What you should do: Reproduce the data from its first line through the line containing "444L0 445L0 463L24", substituting "loose gravel" for every occurrence of "rocky soil" and leaving everything else unchanged.

## begin Input

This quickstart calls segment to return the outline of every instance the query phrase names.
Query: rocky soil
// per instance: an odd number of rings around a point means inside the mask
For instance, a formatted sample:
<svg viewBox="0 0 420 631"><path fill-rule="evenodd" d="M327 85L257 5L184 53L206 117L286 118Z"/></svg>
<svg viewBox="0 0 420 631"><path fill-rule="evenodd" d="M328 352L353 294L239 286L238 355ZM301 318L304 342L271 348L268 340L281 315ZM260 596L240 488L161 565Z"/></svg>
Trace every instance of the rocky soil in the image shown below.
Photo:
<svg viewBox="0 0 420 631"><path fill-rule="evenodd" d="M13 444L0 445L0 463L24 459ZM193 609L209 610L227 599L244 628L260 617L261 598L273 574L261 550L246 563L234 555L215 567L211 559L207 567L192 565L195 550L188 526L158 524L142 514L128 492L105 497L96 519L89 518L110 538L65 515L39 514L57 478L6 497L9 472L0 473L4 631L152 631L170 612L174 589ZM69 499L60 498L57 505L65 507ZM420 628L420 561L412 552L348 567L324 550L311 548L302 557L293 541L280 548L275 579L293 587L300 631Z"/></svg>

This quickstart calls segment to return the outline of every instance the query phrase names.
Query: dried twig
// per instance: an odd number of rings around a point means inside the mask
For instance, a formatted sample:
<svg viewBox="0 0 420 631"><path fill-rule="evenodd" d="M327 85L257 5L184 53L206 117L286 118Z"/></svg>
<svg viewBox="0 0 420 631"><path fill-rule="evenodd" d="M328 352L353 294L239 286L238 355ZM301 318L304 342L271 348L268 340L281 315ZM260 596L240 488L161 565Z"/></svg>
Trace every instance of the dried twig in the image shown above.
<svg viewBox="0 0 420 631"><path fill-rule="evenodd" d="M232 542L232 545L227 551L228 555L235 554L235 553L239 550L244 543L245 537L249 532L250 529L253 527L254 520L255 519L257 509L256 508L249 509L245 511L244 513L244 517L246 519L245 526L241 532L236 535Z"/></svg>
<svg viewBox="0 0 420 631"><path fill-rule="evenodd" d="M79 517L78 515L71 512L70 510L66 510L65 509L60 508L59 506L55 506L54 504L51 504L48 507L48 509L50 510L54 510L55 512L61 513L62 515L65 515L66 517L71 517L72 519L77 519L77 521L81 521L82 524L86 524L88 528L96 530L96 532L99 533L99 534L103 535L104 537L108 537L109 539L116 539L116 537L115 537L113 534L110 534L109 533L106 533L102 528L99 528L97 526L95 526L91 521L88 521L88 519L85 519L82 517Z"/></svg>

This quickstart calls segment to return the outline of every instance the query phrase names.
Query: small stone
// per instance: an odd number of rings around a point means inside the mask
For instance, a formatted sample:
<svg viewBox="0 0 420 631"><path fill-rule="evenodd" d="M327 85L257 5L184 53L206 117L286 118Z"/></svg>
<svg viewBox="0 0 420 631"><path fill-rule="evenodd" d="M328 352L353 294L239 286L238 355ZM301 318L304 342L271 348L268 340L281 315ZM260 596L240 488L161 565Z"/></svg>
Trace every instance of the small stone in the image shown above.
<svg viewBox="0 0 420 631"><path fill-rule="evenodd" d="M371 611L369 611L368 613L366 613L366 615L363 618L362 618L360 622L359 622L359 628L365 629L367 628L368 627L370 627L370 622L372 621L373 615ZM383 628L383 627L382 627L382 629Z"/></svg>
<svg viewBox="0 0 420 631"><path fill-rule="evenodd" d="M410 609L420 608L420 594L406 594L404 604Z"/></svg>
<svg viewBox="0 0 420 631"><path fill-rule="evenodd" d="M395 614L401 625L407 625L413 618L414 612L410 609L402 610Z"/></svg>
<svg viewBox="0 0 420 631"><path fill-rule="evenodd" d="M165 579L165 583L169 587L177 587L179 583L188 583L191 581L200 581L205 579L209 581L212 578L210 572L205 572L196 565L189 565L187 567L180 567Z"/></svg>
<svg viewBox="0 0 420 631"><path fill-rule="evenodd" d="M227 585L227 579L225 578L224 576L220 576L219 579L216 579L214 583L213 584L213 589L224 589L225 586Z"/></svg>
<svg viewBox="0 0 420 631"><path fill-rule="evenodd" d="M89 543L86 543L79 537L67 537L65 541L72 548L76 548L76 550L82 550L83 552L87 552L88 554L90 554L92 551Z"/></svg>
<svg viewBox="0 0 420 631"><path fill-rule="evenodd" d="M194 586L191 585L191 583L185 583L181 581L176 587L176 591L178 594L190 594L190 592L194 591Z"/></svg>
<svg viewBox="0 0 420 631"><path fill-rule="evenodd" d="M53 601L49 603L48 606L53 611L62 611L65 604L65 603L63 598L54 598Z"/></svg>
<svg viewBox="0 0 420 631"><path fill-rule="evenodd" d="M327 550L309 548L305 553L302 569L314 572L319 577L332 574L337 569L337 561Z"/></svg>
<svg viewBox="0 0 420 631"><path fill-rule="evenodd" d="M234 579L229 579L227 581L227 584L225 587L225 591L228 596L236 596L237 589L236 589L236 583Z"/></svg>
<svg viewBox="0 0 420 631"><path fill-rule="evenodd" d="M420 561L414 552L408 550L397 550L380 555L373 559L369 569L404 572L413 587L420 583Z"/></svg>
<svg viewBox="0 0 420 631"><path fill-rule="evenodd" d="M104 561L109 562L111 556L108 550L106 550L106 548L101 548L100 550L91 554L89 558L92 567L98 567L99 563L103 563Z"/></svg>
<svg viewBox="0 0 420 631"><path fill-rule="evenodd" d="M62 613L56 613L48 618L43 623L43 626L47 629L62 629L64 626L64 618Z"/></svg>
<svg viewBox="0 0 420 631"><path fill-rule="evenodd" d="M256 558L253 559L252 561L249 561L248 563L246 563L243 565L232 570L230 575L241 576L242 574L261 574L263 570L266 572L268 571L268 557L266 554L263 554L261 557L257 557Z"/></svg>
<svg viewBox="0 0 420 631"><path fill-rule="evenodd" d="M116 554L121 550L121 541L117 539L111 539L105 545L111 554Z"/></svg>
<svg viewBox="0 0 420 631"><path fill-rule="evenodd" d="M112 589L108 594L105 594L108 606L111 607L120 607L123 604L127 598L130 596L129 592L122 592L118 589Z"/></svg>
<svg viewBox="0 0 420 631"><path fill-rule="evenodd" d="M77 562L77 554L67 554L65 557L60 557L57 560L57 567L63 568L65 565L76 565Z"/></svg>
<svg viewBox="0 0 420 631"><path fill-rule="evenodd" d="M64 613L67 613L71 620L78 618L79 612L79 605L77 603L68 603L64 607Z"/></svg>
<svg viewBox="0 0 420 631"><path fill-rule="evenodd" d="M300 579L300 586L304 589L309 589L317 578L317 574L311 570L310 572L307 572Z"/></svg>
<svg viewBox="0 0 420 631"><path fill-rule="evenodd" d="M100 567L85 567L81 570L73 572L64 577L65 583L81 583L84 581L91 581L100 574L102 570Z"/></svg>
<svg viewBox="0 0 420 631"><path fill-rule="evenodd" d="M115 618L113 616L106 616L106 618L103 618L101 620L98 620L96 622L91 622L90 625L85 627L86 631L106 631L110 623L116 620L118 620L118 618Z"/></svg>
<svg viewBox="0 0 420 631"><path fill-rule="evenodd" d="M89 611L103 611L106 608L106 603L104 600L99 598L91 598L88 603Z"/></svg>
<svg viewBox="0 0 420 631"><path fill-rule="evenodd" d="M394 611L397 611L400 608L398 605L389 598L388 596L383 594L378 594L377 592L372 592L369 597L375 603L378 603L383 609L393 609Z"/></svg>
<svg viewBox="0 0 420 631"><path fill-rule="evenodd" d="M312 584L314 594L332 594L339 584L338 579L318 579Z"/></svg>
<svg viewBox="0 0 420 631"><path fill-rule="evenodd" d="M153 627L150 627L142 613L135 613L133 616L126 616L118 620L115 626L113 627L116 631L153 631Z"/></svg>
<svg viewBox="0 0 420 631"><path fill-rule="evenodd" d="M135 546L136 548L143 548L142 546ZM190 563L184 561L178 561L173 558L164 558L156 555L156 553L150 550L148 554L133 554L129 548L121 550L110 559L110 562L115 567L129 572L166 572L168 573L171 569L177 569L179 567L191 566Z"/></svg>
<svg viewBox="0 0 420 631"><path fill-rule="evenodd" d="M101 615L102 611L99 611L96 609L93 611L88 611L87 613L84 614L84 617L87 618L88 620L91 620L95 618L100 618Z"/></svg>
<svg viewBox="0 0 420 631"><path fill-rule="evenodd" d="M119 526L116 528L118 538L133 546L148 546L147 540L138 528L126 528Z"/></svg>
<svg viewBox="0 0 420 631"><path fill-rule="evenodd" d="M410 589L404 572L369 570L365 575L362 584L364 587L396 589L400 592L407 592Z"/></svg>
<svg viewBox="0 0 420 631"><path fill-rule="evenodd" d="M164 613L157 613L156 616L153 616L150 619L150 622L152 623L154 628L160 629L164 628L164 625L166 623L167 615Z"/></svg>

## end Input

Task response:
This quickstart calls segment to return the outline of every instance the query phrase names.
Query: loose gravel
// per instance: an odd number of rings around a point means inside the mask
For instance, a formatted sample:
<svg viewBox="0 0 420 631"><path fill-rule="evenodd" d="M327 85L257 5L184 53L206 117L286 118Z"/></svg>
<svg viewBox="0 0 420 631"><path fill-rule="evenodd" d="M328 352L353 294L239 286L238 355ZM301 318L304 342L271 348L268 340L281 315ZM260 596L240 488L161 565Z"/></svg>
Trace every instance of the loose gravel in the image shown below.
Photo:
<svg viewBox="0 0 420 631"><path fill-rule="evenodd" d="M13 444L0 445L0 463L24 459ZM193 609L209 610L227 599L244 628L260 617L261 598L273 574L261 550L246 563L234 555L215 567L211 559L207 567L192 565L195 550L188 526L158 524L142 514L128 492L105 497L96 519L89 518L110 538L65 515L39 514L57 478L6 497L9 472L0 473L4 631L152 631L170 612L174 589ZM69 499L60 498L57 505L65 507ZM420 628L420 561L412 552L348 567L324 550L311 548L302 557L293 541L280 548L275 579L293 587L300 631Z"/></svg>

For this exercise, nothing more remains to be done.